* Exercise task:
Can you rewrite all the items with "cabinet" swapped out for "cupboard" and everything else left the same?

--- Material shown ---

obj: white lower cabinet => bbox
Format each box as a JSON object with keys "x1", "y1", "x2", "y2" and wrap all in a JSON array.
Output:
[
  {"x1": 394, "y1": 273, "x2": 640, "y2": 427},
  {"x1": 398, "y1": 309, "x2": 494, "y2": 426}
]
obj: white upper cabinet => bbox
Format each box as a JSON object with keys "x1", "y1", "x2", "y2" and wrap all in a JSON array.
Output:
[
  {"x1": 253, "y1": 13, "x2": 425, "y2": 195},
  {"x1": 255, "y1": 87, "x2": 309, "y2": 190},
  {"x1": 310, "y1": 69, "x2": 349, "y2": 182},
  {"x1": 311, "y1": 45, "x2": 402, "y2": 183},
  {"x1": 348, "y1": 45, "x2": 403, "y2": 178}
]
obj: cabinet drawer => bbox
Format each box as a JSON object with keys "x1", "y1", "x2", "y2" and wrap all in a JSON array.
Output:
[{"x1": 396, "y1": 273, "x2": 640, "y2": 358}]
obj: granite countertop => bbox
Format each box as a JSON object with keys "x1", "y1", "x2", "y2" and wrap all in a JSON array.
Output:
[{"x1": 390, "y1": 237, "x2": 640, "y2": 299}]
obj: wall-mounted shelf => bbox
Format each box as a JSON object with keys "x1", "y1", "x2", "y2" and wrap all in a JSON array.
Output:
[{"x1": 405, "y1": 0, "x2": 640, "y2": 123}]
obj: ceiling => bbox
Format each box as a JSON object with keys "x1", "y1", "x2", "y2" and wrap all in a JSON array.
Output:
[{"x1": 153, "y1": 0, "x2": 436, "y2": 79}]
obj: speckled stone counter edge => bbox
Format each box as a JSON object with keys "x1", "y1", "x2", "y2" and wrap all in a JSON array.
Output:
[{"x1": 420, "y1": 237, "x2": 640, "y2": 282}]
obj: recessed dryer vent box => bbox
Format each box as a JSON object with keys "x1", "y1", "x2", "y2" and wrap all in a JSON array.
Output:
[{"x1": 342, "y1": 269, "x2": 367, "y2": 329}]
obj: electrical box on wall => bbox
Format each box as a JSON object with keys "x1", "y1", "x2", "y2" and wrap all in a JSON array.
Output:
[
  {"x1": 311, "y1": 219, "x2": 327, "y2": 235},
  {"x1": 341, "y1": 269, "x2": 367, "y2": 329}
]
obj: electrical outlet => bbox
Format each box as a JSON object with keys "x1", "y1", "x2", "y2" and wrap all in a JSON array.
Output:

---

* Answer for the task:
obj: white lower cupboard => bbox
Format each box as a JSON object with keys "x1", "y1", "x2", "y2" and wrap all in a JSON array.
Output:
[
  {"x1": 394, "y1": 273, "x2": 640, "y2": 427},
  {"x1": 398, "y1": 309, "x2": 494, "y2": 426}
]
obj: white upper cupboard => bbox
Format each box as a JSON object with keys "x1", "y1", "x2", "y2" and wrap all in a JSON array.
Output:
[
  {"x1": 253, "y1": 13, "x2": 425, "y2": 195},
  {"x1": 255, "y1": 87, "x2": 309, "y2": 190},
  {"x1": 310, "y1": 69, "x2": 349, "y2": 182},
  {"x1": 311, "y1": 45, "x2": 402, "y2": 183},
  {"x1": 348, "y1": 45, "x2": 403, "y2": 178}
]
obj: cupboard drawer => bbox
Format each box as a JSON object with keys "x1", "y1", "x2", "y2" and wrap all in a JSON array.
Output:
[{"x1": 396, "y1": 273, "x2": 640, "y2": 358}]
obj: granite countertop => bbox
Format each box as a JSON object with keys "x1", "y1", "x2", "y2" and wrap all in a JSON array.
Output:
[{"x1": 390, "y1": 237, "x2": 640, "y2": 299}]
obj: wall-mounted shelf => bbox
Format each box as a JSON object with keys "x1", "y1", "x2", "y2" and wrap all in a JSON array.
Output:
[{"x1": 405, "y1": 0, "x2": 640, "y2": 123}]
obj: ceiling => bbox
Format each box as a JSON object with keys "x1", "y1", "x2", "y2" and wrap all in a JSON array.
Output:
[{"x1": 153, "y1": 0, "x2": 436, "y2": 79}]
obj: speckled stone counter edge => bbox
Format each box as a JSON object with keys "x1", "y1", "x2", "y2" and wrap all in a JSON array.
Output:
[{"x1": 420, "y1": 237, "x2": 640, "y2": 282}]
obj: recessed dryer vent box => bbox
Format each box as a JSON object with keys "x1", "y1", "x2", "y2" and wrap all in a JSON array.
Output:
[{"x1": 342, "y1": 269, "x2": 367, "y2": 329}]
obj: electrical box on wall => bbox
Format each box as a JSON object with keys "x1", "y1", "x2", "y2" and wrap all in a JSON array.
Output:
[
  {"x1": 311, "y1": 219, "x2": 327, "y2": 235},
  {"x1": 341, "y1": 269, "x2": 367, "y2": 329}
]
obj: electrical outlet => bbox
Format each box as a JSON object with keys "x1", "y1", "x2", "y2" and wrap all in a JSON array.
Output:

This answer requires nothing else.